> [RECORD EXTRACTS]:

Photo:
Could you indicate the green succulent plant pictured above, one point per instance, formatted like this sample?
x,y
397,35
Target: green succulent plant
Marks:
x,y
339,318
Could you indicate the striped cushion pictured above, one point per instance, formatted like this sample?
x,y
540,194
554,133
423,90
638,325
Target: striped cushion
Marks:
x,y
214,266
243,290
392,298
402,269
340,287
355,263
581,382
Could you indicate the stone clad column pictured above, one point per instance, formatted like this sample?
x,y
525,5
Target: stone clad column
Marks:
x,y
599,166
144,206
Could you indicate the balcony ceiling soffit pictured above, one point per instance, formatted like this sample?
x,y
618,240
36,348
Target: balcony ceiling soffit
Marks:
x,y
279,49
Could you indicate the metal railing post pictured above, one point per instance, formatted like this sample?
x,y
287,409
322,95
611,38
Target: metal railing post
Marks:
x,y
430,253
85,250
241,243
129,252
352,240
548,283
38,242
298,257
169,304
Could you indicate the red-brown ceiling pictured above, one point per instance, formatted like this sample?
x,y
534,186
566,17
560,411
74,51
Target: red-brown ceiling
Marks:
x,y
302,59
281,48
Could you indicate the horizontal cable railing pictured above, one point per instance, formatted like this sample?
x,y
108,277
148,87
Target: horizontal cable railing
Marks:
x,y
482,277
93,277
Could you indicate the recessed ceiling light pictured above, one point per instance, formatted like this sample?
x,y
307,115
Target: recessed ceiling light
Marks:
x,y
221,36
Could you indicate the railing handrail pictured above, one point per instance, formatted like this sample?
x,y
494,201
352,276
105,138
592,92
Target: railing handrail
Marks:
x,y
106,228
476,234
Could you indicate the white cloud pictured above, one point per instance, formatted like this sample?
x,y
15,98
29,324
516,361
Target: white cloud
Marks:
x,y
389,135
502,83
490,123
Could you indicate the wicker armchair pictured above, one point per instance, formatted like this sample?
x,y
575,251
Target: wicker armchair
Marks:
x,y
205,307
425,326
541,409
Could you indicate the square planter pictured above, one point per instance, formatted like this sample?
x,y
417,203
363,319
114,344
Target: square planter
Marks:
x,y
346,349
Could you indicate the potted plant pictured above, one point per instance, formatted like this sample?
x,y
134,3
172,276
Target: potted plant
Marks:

> [TASK ITEM]: Above are records; repeat only the lines starting at the line with "Target: white cloud" and ending at the line with "Target: square planter", exactly as they appear, both included.

> [ANSWER TO THE PROBLEM]:
Target: white cloud
Marks:
x,y
389,135
502,83
490,123
Could you indicate the wicker armchair pictured above, one point per instance, formatted like this sample?
x,y
575,251
Target: wicker armchair
Marks:
x,y
205,307
425,326
541,409
Could you indicate the square planter pictured above, one point per instance, formatted like this sample?
x,y
417,203
363,319
114,344
Target: square planter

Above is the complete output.